REQUIRED WORK:
(1) In the comment thread, how many of the nine houses for sale in the Ottawa neighbourhood are empty?
(2) Print the passage of the comment thread that opens with the words containing "In the 6 adjacent" and closes with "rent (heat/hydro/parking/backyard included).".
(3) Render this sentence from the comment thread in French: "Big banks bailed out the system at that time."
-- Start QUOTED TEXT --
The Big Owe… I like it!

Yes especially to #5 & 7. People make the mistake of recency bias (“RE keeps going up so it always will!”) and can’t critically assess that big, YoY gains cannot possibly be risk free.

I feel like the shoe shine boy has been giving out stock tips for a while. Someone yesterday remarked that $1M from cashing out of your house is still a sum many would consider to be real wealth. I agree. When I think about $1M then I think about the ho-hum house it would buy, it’s no contest.

#52 Shawn on 03.27.14 at 10:06 pm

Articles Never Read

#32 Shawn

If you haven’t read the book how do you judge it? By it’s cover?

***************************************
My point was that basically no one reads academic journals. Just a few academics. Most academic journals are so specialized (often full of complex math and jargon) that they are unreadable except to the dozen or so experts in the particular field of study.

Most academic journal articles are completely useless. That is my opinion. I have read a few.

How many finance and economic professors are seriously rich from investing? Correct, not many. In fact they teach that no one can beat the market consistently and it’s not worth trying. If someone does beat it they sniff that it was not actually a beat on a risk adjusted basis (though the dollars in my account are unaware that they should be risk-adjusted)

But some PHDs at Long Term Capital Management tried to get rich in the 90’s and almost took down the banking system at that time.

Big banks bailed out the system at that time. Lehman Brothers refused to help and that was partly why it was left to die in 2008.

#53 Shawn on 03.27.14 at 10:08 pm

I want to be a bank. Don’t hate me. says Dig Deep

So buy bank shares already! Like many of us did (belch)

#54 Should I buy? on 03.27.14 at 10:16 pm

In the 6 adjacent blocks in my Canal area neighbourhood in Ottawa, out of 9 houses that are for sale:
– 4 are empty,
– 2 are also for rent and
– the average sale price is 78 times my annual rent (heat/hydro/parking/backyard included).

Think I should buy? (sarcasm)

I fear what will happen to what used to be a nice neighbourhood after TSHTF.
-- End QUOTED TEXT --
-- Start PROVIDED RECORDS --
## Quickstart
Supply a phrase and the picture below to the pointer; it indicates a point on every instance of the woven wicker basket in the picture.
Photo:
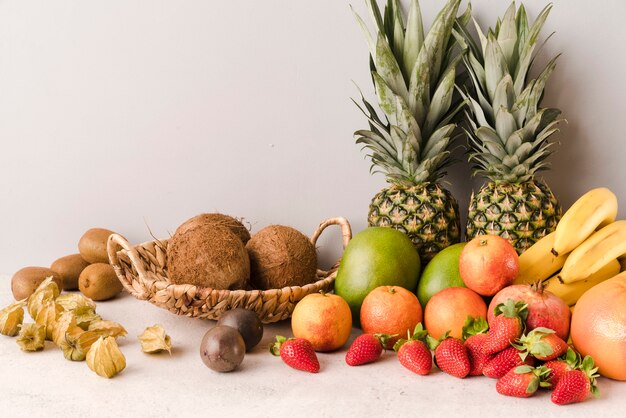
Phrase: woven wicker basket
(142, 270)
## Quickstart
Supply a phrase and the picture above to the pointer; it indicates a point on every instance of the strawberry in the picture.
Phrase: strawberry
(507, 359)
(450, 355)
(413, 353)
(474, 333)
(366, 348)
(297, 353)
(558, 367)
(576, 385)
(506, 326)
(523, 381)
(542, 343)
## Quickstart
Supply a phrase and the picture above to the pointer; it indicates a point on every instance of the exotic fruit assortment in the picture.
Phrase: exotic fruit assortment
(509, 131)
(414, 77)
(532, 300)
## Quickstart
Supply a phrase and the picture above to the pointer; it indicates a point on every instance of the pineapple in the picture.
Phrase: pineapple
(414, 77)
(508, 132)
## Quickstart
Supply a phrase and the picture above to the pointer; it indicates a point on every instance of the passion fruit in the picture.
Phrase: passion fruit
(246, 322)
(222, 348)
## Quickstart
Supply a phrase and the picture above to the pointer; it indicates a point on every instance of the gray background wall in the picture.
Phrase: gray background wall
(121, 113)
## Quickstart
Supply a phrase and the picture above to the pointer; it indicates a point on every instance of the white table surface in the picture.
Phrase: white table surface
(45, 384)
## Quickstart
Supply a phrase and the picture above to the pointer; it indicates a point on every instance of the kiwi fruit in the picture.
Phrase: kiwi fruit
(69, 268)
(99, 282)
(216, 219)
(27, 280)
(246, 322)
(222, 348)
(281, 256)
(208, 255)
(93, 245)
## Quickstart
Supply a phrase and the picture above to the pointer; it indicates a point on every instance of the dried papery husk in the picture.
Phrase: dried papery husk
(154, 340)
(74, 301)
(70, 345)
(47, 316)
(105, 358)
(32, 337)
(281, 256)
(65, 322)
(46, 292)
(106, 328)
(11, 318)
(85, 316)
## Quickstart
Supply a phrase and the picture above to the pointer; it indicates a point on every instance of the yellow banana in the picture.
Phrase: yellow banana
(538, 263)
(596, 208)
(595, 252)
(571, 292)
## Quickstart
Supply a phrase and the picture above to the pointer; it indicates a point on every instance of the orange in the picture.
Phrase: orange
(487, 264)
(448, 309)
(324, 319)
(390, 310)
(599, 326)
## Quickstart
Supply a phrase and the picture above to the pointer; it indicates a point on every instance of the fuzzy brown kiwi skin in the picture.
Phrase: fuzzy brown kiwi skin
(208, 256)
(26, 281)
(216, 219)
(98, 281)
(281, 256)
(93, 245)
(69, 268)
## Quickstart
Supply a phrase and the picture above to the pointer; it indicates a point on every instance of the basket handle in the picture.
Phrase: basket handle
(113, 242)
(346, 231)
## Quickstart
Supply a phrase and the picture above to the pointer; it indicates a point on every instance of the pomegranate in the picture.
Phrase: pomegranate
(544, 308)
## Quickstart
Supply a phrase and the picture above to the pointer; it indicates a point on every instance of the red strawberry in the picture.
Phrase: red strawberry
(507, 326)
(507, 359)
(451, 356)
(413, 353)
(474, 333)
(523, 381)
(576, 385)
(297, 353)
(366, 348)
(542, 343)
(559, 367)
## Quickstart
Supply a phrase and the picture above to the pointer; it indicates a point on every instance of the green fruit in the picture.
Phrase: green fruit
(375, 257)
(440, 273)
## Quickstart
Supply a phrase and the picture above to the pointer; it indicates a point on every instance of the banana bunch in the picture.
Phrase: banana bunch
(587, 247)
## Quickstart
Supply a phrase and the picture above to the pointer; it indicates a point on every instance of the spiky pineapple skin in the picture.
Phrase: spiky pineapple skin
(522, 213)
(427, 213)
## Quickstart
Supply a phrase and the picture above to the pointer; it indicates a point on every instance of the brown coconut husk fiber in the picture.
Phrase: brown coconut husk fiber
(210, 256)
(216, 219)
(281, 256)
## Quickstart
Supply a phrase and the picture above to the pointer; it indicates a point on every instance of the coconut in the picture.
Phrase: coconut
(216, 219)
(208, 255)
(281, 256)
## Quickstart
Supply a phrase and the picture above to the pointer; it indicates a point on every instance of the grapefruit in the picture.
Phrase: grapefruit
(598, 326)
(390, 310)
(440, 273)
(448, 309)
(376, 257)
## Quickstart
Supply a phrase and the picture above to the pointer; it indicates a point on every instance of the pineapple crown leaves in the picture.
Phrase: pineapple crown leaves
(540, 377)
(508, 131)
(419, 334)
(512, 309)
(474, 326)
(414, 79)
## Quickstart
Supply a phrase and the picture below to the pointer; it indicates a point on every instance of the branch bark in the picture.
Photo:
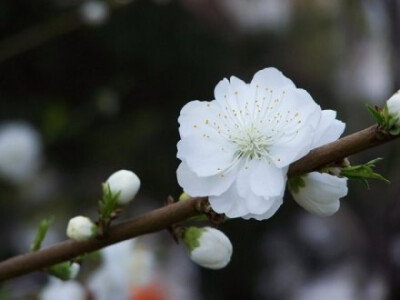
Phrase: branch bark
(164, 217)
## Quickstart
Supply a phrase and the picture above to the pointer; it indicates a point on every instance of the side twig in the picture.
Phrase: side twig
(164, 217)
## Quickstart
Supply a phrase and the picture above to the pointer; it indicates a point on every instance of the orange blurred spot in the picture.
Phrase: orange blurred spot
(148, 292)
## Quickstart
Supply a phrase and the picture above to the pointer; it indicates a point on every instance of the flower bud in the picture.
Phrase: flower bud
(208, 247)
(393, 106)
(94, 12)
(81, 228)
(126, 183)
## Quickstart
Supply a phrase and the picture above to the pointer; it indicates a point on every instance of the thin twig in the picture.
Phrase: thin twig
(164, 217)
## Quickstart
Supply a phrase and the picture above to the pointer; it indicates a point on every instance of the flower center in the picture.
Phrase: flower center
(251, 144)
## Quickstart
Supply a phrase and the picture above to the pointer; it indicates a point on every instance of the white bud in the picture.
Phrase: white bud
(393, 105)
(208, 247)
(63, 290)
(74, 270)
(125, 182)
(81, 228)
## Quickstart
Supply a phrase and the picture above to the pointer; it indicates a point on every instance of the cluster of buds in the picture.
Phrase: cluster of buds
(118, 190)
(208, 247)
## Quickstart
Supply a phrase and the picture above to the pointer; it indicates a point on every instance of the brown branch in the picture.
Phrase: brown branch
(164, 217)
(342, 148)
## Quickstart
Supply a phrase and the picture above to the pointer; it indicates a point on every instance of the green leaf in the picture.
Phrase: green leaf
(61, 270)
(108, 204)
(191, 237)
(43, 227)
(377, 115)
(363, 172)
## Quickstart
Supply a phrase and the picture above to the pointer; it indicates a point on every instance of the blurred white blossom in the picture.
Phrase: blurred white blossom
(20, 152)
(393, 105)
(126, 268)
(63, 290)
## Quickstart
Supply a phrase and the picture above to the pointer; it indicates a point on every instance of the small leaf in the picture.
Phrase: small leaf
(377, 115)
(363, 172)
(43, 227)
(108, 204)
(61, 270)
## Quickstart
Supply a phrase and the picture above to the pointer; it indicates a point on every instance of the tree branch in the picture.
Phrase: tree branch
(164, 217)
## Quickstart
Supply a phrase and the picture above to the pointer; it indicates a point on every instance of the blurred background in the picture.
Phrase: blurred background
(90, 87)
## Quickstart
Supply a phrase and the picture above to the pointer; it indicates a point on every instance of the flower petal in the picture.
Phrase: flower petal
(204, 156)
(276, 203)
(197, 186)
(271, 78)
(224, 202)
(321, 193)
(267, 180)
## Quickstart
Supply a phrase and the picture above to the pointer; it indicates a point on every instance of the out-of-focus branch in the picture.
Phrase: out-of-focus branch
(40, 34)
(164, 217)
-- End PROVIDED RECORDS --
-- Start PROVIDED RECORDS --
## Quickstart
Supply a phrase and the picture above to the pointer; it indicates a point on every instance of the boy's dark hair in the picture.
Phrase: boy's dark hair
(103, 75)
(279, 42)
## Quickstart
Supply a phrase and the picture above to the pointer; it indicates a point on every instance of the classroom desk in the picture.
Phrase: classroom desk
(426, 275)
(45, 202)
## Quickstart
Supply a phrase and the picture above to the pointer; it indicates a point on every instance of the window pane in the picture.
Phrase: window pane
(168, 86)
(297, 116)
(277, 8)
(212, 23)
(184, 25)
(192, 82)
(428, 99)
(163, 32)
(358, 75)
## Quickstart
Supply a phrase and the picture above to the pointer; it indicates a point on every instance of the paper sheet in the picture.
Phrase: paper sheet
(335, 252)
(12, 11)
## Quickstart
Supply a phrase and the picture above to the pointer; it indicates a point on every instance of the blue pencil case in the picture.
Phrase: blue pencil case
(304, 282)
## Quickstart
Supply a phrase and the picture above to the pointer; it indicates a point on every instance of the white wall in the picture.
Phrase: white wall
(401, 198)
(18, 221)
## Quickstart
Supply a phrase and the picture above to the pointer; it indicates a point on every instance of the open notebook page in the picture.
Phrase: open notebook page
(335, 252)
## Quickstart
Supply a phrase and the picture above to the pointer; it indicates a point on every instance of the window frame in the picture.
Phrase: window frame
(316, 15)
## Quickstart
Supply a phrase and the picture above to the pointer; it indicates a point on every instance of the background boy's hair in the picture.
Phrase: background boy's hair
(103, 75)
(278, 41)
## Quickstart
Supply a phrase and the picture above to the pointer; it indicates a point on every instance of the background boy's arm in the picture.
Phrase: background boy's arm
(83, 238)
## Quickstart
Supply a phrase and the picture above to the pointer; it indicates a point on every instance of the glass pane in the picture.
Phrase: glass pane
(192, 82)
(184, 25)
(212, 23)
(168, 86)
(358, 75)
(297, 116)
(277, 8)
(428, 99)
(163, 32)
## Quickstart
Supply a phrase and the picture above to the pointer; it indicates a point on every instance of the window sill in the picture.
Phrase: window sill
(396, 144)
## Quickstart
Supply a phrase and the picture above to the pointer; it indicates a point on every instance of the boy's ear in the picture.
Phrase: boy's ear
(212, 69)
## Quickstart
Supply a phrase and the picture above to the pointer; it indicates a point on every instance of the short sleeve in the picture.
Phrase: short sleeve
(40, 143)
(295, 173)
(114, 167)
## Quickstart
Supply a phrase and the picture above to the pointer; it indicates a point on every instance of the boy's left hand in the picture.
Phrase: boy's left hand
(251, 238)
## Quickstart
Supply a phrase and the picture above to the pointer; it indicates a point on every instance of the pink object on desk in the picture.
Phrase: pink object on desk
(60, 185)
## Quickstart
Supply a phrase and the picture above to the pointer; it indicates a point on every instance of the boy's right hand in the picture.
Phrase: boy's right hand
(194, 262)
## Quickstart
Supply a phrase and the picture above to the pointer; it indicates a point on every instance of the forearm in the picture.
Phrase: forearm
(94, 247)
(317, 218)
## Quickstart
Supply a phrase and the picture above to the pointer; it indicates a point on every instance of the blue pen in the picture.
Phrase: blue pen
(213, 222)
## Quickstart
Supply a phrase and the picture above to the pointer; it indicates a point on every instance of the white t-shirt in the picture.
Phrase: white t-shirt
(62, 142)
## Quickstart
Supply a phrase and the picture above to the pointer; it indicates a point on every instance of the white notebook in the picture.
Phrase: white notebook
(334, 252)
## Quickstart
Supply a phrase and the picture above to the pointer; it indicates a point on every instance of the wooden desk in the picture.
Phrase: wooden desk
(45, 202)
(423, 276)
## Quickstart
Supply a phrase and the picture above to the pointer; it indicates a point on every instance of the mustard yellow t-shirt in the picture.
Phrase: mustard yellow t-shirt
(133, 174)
-- End PROVIDED RECORDS --
SOLVED PROBLEMS:
(1) Four of them are empty.

(2)
In the 6 adjacent blocks in my Canal area neighbourhood in Ottawa, out of 9 houses that are for sale:
– 4 are empty,
– 2 are also for rent and
– the average sale price is 78 times my annual rent (heat/hydro/parking/backyard included).

(3) Les grandes banques ont renfloué le système à cette époque.